## EXERCISE
Answer these questions from the article on vitamin D and depression.
(a) In which journal was the new study published?
(b) How many college students took part in the study?
(c) What percentage of women of colour in the study had insufficient vitamin D for good health?
━━ STUDY TEXT
Depression is a confusing, debilitating illness. Increasingly, researchers are looking at the way certain lifestyle factors may contribute to its symptoms. According to research, 1 in 5 women and 1 in 8 men will experience depression. Only about a third will access treatment. Increasingly, researchers are looking at the way certain lifestyle factors may contribute to, and ease, its symptoms.
A new study, published in the journal Psychiatry Research, has found that people with low levels of vitamin D are more likely to have depression. The connection between vitamin D deficiency and depression is particularly significant for young women.
The effect of the vitamin D deficiency on depression still stood, even when other potential contributing factors were taken into account, such as time of year, race/ethnicity, diet, BMI, exercise, and time spent outside.
The body loves Vitamin D for all sorts of reasons, and the mind also needs its share. As well as being important for mental health, adequate levels of vitamin D are also needed to maintain bone health, muscle function and immune function. Low levels of vitamin D have been associated with some types of cancer and cardiovascular disease.
Let’s talk about the research.
The study involved 185 college students. All were women aged between 18-25 and they took part in the study at different times during the year.
Interestingly, although many of the women had low levels of vitamin D, the rates of vitamin D deficiency were particularly high for women of colour, with tests showing that 61% had insufficient vitamin D for good health. This was compared to 35% of other women. More than a third of the people who participated in the study reported clinically significant depression symptoms each week for the duration of the study.
‘It may surprise people that so many apparently healthy young women are experiencing these health risks’ – David Kerr, lead author, associate professor in the School of Psychological Science, Oregon State University.
So vitamin D … How do I get it?
━━━━
━━ DATASET EXCERPTS
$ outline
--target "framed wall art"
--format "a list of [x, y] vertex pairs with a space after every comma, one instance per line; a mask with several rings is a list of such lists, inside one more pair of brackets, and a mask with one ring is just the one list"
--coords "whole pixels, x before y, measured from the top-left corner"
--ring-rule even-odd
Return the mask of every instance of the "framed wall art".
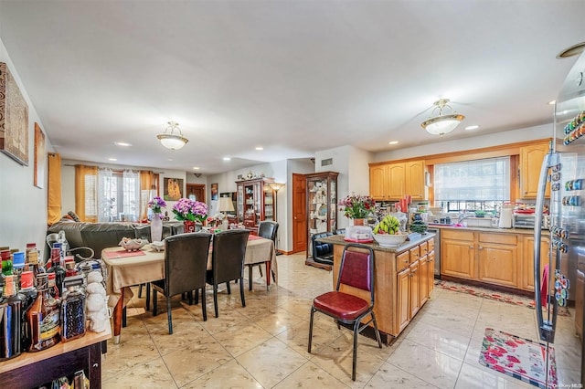
[[211, 200], [218, 200], [218, 184], [211, 184]]
[[0, 62], [0, 151], [28, 165], [28, 105], [4, 62]]
[[176, 201], [183, 197], [182, 178], [165, 177], [163, 183], [163, 198], [165, 201]]
[[35, 186], [45, 186], [45, 172], [47, 171], [47, 152], [45, 152], [45, 133], [38, 123], [35, 123]]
━━━━
## OUTPUT OF THE TASK
(a) Psychiatry Research
(b) 185
(c) 61%